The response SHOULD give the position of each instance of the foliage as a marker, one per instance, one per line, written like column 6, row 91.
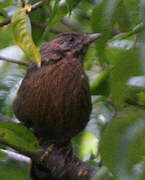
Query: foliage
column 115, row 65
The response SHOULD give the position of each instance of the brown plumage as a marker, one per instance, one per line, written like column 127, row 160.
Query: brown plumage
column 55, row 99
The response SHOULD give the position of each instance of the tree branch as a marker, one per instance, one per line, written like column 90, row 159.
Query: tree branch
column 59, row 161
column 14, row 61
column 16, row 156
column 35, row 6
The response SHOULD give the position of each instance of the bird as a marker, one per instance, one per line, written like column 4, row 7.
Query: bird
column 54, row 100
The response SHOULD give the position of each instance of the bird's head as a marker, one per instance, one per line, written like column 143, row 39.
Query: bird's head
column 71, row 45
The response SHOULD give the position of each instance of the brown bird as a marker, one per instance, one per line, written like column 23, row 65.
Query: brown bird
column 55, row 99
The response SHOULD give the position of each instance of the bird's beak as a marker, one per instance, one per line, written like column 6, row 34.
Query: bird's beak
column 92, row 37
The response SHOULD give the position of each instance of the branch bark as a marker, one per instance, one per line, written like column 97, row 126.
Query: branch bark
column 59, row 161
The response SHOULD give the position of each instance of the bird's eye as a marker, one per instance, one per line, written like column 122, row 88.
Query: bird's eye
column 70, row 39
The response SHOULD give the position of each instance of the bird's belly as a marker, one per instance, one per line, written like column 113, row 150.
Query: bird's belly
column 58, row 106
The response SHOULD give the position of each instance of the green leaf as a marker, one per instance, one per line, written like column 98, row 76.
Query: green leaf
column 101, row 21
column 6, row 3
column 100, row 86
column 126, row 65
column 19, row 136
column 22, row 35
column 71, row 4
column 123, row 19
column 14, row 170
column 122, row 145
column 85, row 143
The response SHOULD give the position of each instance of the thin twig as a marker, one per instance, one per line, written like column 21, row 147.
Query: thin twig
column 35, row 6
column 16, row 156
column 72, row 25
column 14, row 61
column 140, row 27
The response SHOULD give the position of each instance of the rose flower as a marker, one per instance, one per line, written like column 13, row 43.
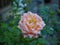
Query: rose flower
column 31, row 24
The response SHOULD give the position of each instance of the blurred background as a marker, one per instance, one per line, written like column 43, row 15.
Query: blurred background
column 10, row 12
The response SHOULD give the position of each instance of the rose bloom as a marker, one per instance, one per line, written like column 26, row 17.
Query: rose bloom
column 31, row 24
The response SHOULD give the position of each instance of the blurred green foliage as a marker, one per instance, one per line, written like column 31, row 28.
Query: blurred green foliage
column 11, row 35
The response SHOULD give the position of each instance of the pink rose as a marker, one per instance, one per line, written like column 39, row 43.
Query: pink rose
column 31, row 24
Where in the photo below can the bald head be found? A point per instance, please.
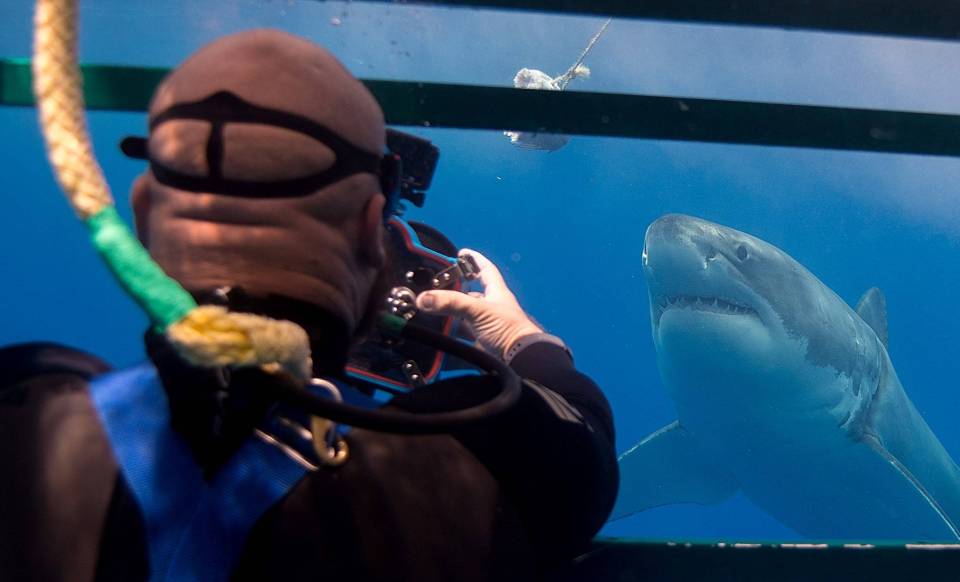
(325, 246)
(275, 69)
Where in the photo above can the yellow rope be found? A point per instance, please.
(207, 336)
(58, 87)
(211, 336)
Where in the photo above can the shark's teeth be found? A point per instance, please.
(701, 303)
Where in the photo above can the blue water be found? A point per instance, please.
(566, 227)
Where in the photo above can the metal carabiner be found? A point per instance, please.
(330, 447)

Task statement :: Give every line above again exactly, omitting whatever pictures appear.

Answer to this exercise ::
The response SHOULD give the position of each instance of the foliage as a marker, one per instance, one per line, written like column 6, row 91.
Query: foliage
column 115, row 65
The response SHOULD give the position of each instance of the brown plumage as a marker, one per instance, one per line, written like column 127, row 160.
Query: brown plumage
column 55, row 99
The response SHOULD give the position of each instance of the tree branch as a marker, one per instance, one per line, written like column 90, row 159.
Query: tree branch
column 59, row 161
column 14, row 61
column 16, row 156
column 35, row 6
The response SHOULD give the position of each instance of the bird as a marker, one per instance, one per line, written like column 4, row 7.
Query: bird
column 54, row 100
The response SHOULD give the position of each instance of the bird's head as a marker, one per instance, one per line, written like column 143, row 39.
Query: bird's head
column 71, row 45
The response SHOULD give the position of each instance of the brown bird as a marker, one per instance, one per line, written like column 23, row 65.
Query: brown bird
column 55, row 99
The response SHOULD give the position of each instance of the bird's beak as a marker, one per instance, one per line, written like column 6, row 34.
Query: bird's beak
column 92, row 37
The response SHOULD give the position of each instance of the branch bark as a marker, one per instance, one per line, written like column 97, row 126.
Query: branch bark
column 59, row 161
The response SHOULD give the position of each instance of the bird's eye as a marker, one per instance, one per line, written like column 122, row 88.
Query: bird's eye
column 70, row 39
The response SHOULD give the position of each instance of the bird's belly as a marker, one per instance, one per line, written like column 113, row 150.
Query: bird's belly
column 58, row 106
The response SHOULD give the position of each instance of the green leaf as a marker, one per instance, one per line, written like column 98, row 76.
Query: green leaf
column 101, row 21
column 6, row 3
column 100, row 86
column 126, row 65
column 19, row 136
column 22, row 35
column 71, row 4
column 123, row 19
column 14, row 170
column 122, row 145
column 85, row 143
The response SHOULD give the position of each instance of the thin twig as a marker, one per instance, one per line, written like column 21, row 147.
Query: thin twig
column 35, row 6
column 16, row 156
column 72, row 25
column 14, row 61
column 140, row 27
The response SHOULD give the position of each instance of the rose flower as a marker, one per instance, one per line, written like column 13, row 43.
Query: rose flower
column 31, row 24
The response SHOULD give the position of each instance of the blurred background as a marker, one per instance, one per line, written like column 43, row 15.
Query: blurred background
column 10, row 12
The response SHOULD give the position of each instance of the rose bloom as a marker, one per instance, one per line, written like column 26, row 17.
Query: rose bloom
column 31, row 24
The response SHOULD give the position of each instance of the blurred green foliage as a marker, one per instance, one per line, written like column 31, row 28.
Query: blurred green foliage
column 11, row 35
The response SHOULD give the position of each instance of the pink rose as a marker, one per instance, one per line, written like column 39, row 43.
Query: pink rose
column 31, row 24
Where in the photo below can the bald head be found? A point per instance, please.
(325, 246)
(275, 69)
Where in the photo above can the yellow rope be found? A point per instance, please.
(207, 336)
(58, 87)
(211, 336)
Where in the photo above can the shark's teeth be found? A point per instance, please.
(701, 303)
Where in the photo above can the blue water be found? A point per instance, please.
(566, 227)
Where in the photo above can the metal carabiner be found? A point per instance, please.
(330, 447)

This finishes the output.